## About this task:
In the article about Kathi Winter, how many people watched her video at the Disturbing Voices conference?

## Source document:
The church lady has HIV. After 12 years of painful silence, Kathi Winter is no longer afraid to let people know that her body carries the deadly virus that causes AIDS.

She's white, middle-aged, and a faithful churchgoer. She admits to looking a bit like the famed church lady, played by funny man Dana Carvey on Saturday Night Live years ago. Winter doesn't fit the old stereotype that only gays, prostitutes, and drug abusers are at risk for HIV.

This week, Winter disclosed her HIV-positive status in a short video clip during the Disturbing Voices conference at Saddleback Church in Orange County, California. As the video clip played on five jumbo TV screens before 1,690 mostly evangelical leaders, Winter sat in the audience fighting back the tears. She lost the fight, but Kay Warren, wife of Saddleback pastor Rick Warren, sat nearby. Afterward, they both admitted to reporters that they were "bawling their eyes out" as the video rolled.

Now in its third decade, AIDS has shown many faces. In 2005, its face increasingly is female. More than 50 percent of all people living with HIV worldwide are women. In addition, women without HIV carry a huge share of the burden in caring for family members living with HIV and for orphaned children who have lost parents due to the virus.

Tragically for Winter, the evangelical man who led her to new life in Christ also infected her with the virus. In the early 1990s, Winter had been in a relationship with the man, who became quite sick and was diagnosed with HIV. Winter knew she had to get tested. But her physician refused to administer an HIV test, since she did not fit the typical profile for someone at high risk for exposure to the virus. After testing positive, Winter said, "I went into a hole and I begged God to love me." As she fought for her life against HIV, she couldn't find a church or small group openly willing to accept her or anyone else with the virus.

## Data records:
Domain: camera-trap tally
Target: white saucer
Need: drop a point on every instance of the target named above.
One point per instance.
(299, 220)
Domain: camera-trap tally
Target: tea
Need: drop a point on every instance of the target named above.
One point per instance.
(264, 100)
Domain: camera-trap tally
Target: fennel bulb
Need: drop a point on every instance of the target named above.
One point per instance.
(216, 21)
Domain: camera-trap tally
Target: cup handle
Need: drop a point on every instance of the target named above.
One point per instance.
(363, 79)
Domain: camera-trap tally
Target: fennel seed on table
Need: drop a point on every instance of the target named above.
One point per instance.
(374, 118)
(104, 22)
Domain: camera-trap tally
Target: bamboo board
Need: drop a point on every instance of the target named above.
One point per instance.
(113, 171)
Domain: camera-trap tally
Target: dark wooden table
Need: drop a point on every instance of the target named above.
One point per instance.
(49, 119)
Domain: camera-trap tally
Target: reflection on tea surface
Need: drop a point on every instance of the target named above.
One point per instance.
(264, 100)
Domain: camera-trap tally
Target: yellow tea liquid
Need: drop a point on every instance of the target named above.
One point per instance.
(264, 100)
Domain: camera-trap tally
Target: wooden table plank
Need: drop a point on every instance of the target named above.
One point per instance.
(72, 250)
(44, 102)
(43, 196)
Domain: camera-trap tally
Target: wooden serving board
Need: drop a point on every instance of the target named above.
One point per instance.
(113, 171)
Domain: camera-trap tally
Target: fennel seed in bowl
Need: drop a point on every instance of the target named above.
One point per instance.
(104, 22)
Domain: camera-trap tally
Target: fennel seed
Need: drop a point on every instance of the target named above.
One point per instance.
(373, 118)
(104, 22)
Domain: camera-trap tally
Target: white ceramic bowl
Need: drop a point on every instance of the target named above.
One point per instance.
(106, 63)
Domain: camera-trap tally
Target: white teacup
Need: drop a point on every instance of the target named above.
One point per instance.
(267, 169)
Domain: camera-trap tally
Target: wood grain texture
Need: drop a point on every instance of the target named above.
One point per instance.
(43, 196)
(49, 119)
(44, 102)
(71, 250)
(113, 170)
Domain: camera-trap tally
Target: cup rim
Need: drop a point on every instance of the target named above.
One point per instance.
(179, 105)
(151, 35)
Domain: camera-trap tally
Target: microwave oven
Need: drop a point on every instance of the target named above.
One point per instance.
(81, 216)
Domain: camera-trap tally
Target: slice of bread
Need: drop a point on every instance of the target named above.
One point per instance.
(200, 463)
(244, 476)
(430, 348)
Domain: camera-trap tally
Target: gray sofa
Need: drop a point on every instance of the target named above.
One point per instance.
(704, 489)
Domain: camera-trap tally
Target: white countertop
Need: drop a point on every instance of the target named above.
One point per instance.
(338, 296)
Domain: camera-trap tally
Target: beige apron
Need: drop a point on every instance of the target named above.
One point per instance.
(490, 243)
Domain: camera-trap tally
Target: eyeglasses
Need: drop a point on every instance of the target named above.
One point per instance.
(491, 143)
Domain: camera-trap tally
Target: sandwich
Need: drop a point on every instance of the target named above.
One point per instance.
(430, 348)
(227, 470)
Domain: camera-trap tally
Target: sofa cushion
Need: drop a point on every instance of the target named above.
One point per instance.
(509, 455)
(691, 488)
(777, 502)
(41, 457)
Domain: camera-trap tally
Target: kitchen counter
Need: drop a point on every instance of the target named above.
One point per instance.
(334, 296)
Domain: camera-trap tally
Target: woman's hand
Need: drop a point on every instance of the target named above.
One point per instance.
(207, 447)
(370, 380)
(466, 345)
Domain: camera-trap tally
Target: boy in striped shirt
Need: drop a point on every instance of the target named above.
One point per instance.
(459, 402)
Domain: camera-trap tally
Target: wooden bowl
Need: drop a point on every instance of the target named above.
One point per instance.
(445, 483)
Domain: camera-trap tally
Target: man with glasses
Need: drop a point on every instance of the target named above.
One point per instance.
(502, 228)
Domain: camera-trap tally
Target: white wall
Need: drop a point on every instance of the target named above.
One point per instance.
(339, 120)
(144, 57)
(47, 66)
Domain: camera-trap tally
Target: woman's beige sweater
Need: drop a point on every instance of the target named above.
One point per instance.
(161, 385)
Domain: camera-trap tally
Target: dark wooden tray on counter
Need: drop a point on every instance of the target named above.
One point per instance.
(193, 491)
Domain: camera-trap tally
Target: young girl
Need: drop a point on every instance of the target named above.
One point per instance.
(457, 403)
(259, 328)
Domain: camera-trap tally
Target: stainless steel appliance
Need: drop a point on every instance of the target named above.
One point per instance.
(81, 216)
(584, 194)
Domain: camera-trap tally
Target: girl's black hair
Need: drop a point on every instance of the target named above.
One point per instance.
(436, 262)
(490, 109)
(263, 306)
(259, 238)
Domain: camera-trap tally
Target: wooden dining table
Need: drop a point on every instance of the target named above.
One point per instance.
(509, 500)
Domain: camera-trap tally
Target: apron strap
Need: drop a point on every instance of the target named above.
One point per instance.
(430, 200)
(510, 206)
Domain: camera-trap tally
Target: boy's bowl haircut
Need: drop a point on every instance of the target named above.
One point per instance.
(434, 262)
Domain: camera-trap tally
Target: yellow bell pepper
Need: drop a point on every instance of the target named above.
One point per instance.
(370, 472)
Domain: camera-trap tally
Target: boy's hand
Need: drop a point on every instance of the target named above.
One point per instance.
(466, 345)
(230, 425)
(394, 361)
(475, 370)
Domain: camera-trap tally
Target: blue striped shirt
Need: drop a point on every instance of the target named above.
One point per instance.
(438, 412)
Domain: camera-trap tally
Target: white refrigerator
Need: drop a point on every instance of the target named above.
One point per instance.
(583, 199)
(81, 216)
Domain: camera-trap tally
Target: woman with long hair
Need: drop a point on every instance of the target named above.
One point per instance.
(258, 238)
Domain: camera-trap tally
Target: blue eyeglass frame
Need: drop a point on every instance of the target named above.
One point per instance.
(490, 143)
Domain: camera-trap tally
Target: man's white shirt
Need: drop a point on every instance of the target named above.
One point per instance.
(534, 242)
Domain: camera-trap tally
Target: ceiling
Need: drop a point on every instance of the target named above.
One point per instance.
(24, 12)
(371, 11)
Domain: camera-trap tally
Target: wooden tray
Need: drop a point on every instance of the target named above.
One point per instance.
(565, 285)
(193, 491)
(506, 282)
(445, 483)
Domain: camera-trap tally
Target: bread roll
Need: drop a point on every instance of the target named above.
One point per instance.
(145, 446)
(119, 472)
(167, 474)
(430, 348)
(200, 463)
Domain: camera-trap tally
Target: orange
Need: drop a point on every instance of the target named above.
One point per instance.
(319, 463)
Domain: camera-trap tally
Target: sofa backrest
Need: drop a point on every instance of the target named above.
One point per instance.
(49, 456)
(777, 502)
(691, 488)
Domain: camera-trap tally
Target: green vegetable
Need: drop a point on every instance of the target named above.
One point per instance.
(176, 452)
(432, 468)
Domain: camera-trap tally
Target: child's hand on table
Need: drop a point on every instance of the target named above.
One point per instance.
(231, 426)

## Problem solution:
1,690 mostly evangelical leaders.